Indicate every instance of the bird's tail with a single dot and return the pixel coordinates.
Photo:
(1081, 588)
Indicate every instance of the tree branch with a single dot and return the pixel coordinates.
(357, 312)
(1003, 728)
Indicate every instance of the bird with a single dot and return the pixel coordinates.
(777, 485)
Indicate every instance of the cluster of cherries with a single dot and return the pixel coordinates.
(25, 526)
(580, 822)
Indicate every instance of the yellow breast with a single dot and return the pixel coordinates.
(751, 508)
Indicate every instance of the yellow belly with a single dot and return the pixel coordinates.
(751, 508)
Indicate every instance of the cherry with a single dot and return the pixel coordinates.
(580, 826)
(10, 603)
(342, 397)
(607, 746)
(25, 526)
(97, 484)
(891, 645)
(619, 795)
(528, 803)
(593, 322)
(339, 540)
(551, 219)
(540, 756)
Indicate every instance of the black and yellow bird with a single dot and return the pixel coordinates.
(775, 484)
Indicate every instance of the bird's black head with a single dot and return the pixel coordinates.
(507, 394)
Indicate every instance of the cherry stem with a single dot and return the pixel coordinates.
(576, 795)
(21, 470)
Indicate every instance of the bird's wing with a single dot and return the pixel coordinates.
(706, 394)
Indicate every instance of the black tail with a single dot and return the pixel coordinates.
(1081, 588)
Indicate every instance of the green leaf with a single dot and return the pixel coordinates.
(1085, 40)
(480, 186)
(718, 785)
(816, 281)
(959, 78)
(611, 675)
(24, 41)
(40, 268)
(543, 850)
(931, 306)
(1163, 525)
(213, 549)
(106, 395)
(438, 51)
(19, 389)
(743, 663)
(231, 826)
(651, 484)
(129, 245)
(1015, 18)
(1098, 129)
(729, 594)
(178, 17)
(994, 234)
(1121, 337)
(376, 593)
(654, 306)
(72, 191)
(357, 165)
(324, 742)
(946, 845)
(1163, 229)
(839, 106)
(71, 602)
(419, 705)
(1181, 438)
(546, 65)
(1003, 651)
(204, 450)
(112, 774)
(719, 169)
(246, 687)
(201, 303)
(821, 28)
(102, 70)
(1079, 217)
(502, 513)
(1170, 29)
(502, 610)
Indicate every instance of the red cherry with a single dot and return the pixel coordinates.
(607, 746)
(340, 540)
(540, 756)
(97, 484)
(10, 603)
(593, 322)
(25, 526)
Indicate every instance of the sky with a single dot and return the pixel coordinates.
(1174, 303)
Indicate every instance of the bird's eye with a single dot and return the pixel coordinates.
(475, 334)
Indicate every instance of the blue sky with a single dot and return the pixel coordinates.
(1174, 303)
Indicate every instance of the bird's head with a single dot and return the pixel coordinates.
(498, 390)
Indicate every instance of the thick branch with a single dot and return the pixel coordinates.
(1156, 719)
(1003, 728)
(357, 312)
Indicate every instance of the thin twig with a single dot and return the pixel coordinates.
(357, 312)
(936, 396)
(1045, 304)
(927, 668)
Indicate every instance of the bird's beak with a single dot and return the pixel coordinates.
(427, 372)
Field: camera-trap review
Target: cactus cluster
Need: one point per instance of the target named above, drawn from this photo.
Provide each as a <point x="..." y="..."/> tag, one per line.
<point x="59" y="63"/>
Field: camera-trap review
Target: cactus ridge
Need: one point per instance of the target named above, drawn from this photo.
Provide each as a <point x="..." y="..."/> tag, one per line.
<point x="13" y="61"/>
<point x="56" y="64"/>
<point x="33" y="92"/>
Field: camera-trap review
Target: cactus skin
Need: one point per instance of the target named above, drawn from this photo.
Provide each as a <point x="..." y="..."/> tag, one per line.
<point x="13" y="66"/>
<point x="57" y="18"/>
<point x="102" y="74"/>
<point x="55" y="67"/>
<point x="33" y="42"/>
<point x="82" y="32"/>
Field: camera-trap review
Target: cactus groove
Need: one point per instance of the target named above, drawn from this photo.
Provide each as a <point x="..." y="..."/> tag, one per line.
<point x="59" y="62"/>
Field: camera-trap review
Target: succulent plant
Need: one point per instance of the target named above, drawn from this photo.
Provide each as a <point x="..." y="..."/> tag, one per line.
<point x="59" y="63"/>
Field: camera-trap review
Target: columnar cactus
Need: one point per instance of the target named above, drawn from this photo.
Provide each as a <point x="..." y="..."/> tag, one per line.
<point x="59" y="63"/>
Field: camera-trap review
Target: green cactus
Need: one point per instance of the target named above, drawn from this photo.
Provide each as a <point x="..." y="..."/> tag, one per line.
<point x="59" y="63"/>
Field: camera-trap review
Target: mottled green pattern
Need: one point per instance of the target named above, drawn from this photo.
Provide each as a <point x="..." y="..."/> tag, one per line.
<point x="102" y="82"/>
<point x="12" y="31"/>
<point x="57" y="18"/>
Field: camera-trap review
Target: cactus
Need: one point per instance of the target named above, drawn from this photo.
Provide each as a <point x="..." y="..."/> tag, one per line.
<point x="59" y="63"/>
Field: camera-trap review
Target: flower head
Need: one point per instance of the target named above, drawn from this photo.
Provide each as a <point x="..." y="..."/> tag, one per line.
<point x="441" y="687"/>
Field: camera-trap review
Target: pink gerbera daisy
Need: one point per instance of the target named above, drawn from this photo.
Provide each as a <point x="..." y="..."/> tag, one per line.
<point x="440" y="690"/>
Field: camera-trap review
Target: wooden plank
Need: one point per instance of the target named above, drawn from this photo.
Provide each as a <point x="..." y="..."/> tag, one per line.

_Written task_:
Repeat every row above word for word, keeping the original order.

_Solution to this task_:
Indicate every instance of the bird's tail with a single dot and return the pixel coordinates.
Photo:
(1081, 588)
Indicate every instance of the tree branch with a single dot and return the pixel coordinates.
(357, 312)
(1003, 728)
Indicate every instance of the bird with a single dot and return the pixel coordinates.
(777, 485)
Indicate every instance of the cluster of cherries with a single dot and return the pixel coordinates.
(25, 526)
(580, 822)
Indicate every instance of the yellow breast with a single dot and return the pixel coordinates.
(751, 508)
Indicate every instance of the yellow belly with a single dot and return the pixel coordinates.
(751, 508)
Indicate every instance of the cherry with a single dot and return the pixel coordinates.
(580, 826)
(10, 603)
(342, 397)
(607, 746)
(25, 526)
(97, 484)
(891, 645)
(619, 795)
(528, 803)
(593, 322)
(339, 540)
(551, 219)
(540, 756)
Indicate every instance of the black and yellow bird with a single dot and return the pixel coordinates.
(775, 484)
Indicate every instance of the bird's black head with a single dot and return the pixel coordinates.
(507, 394)
Indicate every instance of the cherry stem with a single dot and return the pixel coordinates.
(576, 795)
(21, 470)
Indicate every instance of the bird's wing with a single dot and return the pixel coordinates.
(706, 394)
Indicate every instance of the black tail with a single dot and return the pixel coordinates.
(1081, 588)
Indicate every instance of the green leaf with a single dot and return the pixel coordinates.
(1085, 40)
(480, 186)
(718, 785)
(816, 281)
(959, 78)
(611, 675)
(24, 41)
(40, 268)
(543, 850)
(931, 306)
(1163, 525)
(213, 549)
(106, 395)
(438, 51)
(19, 389)
(743, 663)
(231, 826)
(651, 484)
(129, 245)
(1015, 18)
(1098, 129)
(729, 594)
(178, 17)
(994, 234)
(1121, 337)
(376, 593)
(654, 306)
(72, 191)
(357, 165)
(324, 742)
(946, 845)
(1163, 229)
(839, 106)
(71, 602)
(419, 705)
(1181, 438)
(546, 65)
(1003, 651)
(204, 450)
(112, 774)
(719, 169)
(246, 687)
(201, 303)
(821, 28)
(102, 70)
(1079, 217)
(502, 513)
(1170, 29)
(502, 610)
Indicate every instance of the red cherry with a single dot and return the pixel coordinates.
(607, 746)
(340, 540)
(540, 756)
(97, 484)
(10, 603)
(593, 322)
(25, 526)
Indicate every instance of the sky with a single dot and return the pixel coordinates.
(1174, 303)
Indicate every instance of the bird's eye with a single dot and return the pixel coordinates.
(475, 334)
Indicate every instance of the blue sky with a single dot and return the pixel coordinates.
(1174, 303)
Indicate every instance of the bird's head with a single dot and return the pixel coordinates.
(498, 390)
Indicate every instance of the thick branch with a single dot and return the pixel coordinates.
(1156, 719)
(1003, 728)
(357, 312)
Indicate every instance of the thin twig with a single dot and return the pixel coordinates.
(357, 312)
(936, 396)
(1045, 304)
(927, 668)
Indicate every instance of the bird's beak with a single dot and return the pixel coordinates.
(427, 372)
Field: camera-trap review
Target: cactus cluster
Need: one point per instance of the target named above, drawn from this photo.
Provide each as a <point x="..." y="..."/> tag, one per line.
<point x="59" y="63"/>
Field: camera-trap review
Target: cactus ridge
Need: one point per instance of the target named above, drawn from this photo.
Provide each as a <point x="..." y="..."/> tag, one per line.
<point x="13" y="61"/>
<point x="56" y="64"/>
<point x="33" y="92"/>
Field: camera-trap review
Target: cactus skin
Need: one point per instance of the target named above, drawn from this photo.
Provide each as a <point x="..." y="..."/> tag, one per line.
<point x="13" y="66"/>
<point x="57" y="18"/>
<point x="102" y="74"/>
<point x="55" y="67"/>
<point x="33" y="42"/>
<point x="82" y="32"/>
Field: camera-trap review
Target: cactus groove
Need: one point per instance of the target named above, drawn from this photo.
Provide each as a <point x="..." y="..."/> tag, one per line.
<point x="59" y="62"/>
Field: camera-trap review
Target: succulent plant
Need: one point per instance of the target named above, drawn from this photo.
Provide each as a <point x="..." y="..."/> tag, one per line.
<point x="59" y="63"/>
Field: camera-trap review
Target: columnar cactus
Need: one point per instance of the target named above, drawn from this photo.
Provide each as a <point x="..." y="..."/> tag, one per line.
<point x="59" y="63"/>
Field: camera-trap review
Target: green cactus
Need: one point per instance of the target named above, drawn from this photo.
Provide each as a <point x="..." y="..."/> tag, one per line.
<point x="59" y="63"/>
Field: camera-trap review
Target: mottled green pattern
Need: one point per instance of the target named above, drawn from this photo.
Provide each as a <point x="..." y="..."/> tag, one per line.
<point x="102" y="82"/>
<point x="12" y="31"/>
<point x="57" y="18"/>
Field: camera-trap review
Target: cactus
Need: one point per instance of the target named above, drawn from this photo.
Provide each as a <point x="..." y="..."/> tag, one per line.
<point x="59" y="63"/>
Field: camera-trap review
Target: flower head
Need: one point per instance of the target named above, drawn from this photo.
Provide each as a <point x="..." y="..."/> tag, one per line.
<point x="441" y="687"/>
Field: camera-trap review
Target: pink gerbera daisy
Need: one point per instance of the target named above, drawn from this photo.
Provide each as a <point x="..." y="..."/> tag, one per line.
<point x="440" y="690"/>
Field: camera-trap review
Target: wooden plank
Need: one point per instance of the target named above, drawn from this photo.
Provide each as a <point x="..." y="..."/> tag, one per line.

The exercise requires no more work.